ETAPAS DO EXERCÍCIO ->
1) De acordo com o texto sobre a crise econômica, quanto encolheu o PIB da China no primeiro trimestre?
2) Transcreva, do texto sobre a crise econômica, o trecho que vai de "Pelo que indicam" até "índice é calculado.".

TEXTO DE LEITURA ->
▬▬▬▬▬▬▬▬▬▬
Pelo que indicam as previsões do Fundo Monetário Internacional, o “ponto de não retorno” para uma crise histórica que, segundo o próprio FMI, rivalizará com a Grande Depressão de 1929/30, já foi ultrapassado. O relatório divulgado na terça-feira pela economista-chefe da instituição, Gita Gopinath, prevê uma retração da economia mundial de 3%. Considerando-se que a estimativa anterior do Fundo era de um crescimento de 3,4%, significa que, em relação a seus cálculos anteriores, o FMI estima uma retração de mais de 6%, maior que na Grande Recessão de 2008/9, a mais vertiginosa queda da produção mundial desde 1929/30. No primeiro trimestre, o PIB da China encolheu 6,8%, taxa negativa jamais alcançada nos 28 anos em que o índice é calculado.

Numa economia globalizada, muito integrada, as ondas de impacto da crise se expandem, e causam estragos mais rapidamente do que no primeiro terço do século passado, na Grande Depressão. Em contrapartida, a própria integração entre os países e a existência de instituições multilaterais facilitam ações conjuntas contra as forças da depressão, apesar do aumento do poder político de partidos e grupos de ultradireita, nacional-populistas, xenófobos, contrários à globalização. Há ajustes a se discutir nesta integração, porém é irrefutável o poder demonstrado pelo avanço do capitalismo na Ásia, capaz de, na China, resgatar da miséria 800 milhões de pessoas desde 1978, início do programa de reforma do modelo maoista fracassado.

A crise histórica em que o Brasil e o mundo estão exige que as sociedades e seus líderes políticos tenham clareza sobre o que precisa ser defendido: democracia, as liberdades em geral, a vida, o conhecimento científico, a manutenção dos canais de trocas comerciais, por exemplo. A Depressão de 1929/30 ensinou que eram necessárias políticas expansionistas —juros no chão, crédito, gastos públicos — para evitar o colapso do sistema produtivo. O antídoto funcionou na recessão de 2008/9. E também é essencial não cair na tentação do protecionismo. Fechar fronteiras na suposta defesa dos empregos será suicídio. Foi o que provocou a Grande Depressão. A crise é global, mas os países têm suas peculiaridades. Desde a redemocratização, em 1985, o Brasil atravessou momentos difíceis e consolidou o regime de democracia representativa. Preserva o rodízio no poder de forças políticas diversas pelo voto popular e se mantém assim há 35 anos, período contínuo de extensão nunca verificada na era republicana. De acordo com o FMI, neste ano o país deve mergulhar numa recessão de 5,3%, a maior desde 1940, quando começou a ser calculada a atual série estatística do PIB. Se confirmada, ultrapassará a recessão na faixa de 3% em 2015 e 2016, na gestão Dilma Rousseff, recorde até hoje. Um presidente como Jair Bolsonaro é mais um agravante, por se isolar quando é crucial uma articulação sem trepidações com o Congresso e a Federação. Bolsonaro vai na contramão.
▬▬▬▬▬▬▬▬▬▬
ENTRADAS EXTRAÍDAS ->
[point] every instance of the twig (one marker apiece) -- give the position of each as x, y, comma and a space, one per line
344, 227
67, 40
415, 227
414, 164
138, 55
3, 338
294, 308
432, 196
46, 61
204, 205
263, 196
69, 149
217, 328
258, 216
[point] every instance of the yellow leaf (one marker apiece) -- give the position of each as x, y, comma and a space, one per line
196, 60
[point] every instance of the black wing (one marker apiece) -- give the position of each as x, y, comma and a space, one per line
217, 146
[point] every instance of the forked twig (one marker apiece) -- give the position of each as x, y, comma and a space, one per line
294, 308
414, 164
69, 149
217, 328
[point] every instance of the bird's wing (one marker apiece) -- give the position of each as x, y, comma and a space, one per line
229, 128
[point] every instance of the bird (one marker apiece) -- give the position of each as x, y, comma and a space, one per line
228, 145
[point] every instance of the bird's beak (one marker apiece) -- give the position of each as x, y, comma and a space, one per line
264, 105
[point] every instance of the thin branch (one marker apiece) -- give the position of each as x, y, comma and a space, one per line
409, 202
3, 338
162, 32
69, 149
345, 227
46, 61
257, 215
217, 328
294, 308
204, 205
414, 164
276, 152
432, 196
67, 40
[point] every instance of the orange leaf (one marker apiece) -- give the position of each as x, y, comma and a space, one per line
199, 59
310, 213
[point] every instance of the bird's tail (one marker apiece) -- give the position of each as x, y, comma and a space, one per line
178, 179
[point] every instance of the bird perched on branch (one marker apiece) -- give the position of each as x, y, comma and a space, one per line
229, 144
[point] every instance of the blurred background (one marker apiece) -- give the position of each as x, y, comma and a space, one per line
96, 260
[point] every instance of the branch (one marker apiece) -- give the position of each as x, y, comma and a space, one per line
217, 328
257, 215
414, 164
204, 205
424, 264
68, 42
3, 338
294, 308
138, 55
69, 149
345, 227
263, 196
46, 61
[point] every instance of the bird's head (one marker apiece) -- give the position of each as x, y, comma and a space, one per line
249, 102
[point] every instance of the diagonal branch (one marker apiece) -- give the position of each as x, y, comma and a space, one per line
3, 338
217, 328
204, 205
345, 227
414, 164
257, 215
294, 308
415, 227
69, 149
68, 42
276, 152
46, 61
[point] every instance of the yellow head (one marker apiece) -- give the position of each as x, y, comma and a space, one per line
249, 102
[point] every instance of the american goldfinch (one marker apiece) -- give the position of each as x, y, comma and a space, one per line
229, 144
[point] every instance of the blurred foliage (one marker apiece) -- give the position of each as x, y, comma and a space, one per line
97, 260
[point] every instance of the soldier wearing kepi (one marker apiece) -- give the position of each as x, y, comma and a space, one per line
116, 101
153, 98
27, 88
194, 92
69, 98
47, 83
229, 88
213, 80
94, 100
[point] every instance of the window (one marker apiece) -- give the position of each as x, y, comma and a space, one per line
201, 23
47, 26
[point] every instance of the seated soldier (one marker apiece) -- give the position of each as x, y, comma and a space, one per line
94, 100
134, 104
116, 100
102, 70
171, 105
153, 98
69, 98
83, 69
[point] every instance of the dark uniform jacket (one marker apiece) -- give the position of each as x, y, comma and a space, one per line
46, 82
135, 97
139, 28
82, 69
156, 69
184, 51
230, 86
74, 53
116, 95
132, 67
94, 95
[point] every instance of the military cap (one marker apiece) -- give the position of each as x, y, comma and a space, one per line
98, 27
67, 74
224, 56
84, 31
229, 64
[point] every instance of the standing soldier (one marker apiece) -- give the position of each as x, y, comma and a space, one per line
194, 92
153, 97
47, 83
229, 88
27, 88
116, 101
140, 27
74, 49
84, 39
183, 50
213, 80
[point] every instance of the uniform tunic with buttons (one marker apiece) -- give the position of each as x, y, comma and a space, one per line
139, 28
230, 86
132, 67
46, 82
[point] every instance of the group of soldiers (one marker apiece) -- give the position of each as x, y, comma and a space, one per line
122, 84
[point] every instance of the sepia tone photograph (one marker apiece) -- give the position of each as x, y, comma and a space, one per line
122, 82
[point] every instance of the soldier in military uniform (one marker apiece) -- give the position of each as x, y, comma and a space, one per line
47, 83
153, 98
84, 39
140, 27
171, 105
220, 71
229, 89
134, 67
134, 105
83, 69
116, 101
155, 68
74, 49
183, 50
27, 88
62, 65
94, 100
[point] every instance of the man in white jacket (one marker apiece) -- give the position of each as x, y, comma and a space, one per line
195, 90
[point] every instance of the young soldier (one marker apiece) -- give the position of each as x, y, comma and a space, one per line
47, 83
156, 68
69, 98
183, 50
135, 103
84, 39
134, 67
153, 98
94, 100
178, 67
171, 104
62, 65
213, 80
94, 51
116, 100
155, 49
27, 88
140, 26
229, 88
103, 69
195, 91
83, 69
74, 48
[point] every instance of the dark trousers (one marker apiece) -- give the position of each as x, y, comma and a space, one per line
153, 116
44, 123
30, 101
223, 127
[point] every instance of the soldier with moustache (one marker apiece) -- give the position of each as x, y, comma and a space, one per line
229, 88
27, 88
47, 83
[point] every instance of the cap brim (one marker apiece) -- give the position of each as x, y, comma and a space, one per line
▬▬▬▬▬▬▬▬▬▬
RESPOSTAS EM ORDEM ->
1) 6,8%.

2)
Pelo que indicam as previsões do Fundo Monetário Internacional, o “ponto de não retorno” para uma crise histórica que, segundo o próprio FMI, rivalizará com a Grande Depressão de 1929/30, já foi ultrapassado. O relatório divulgado na terça-feira pela economista-chefe da instituição, Gita Gopinath, prevê uma retração da economia mundial de 3%. Considerando-se que a estimativa anterior do Fundo era de um crescimento de 3,4%, significa que, em relação a seus cálculos anteriores, o FMI estima uma retração de mais de 6%, maior que na Grande Recessão de 2008/9, a mais vertiginosa queda da produção mundial desde 1929/30. No primeiro trimestre, o PIB da China encolheu 6,8%, taxa negativa jamais alcançada nos 28 anos em que o índice é calculado.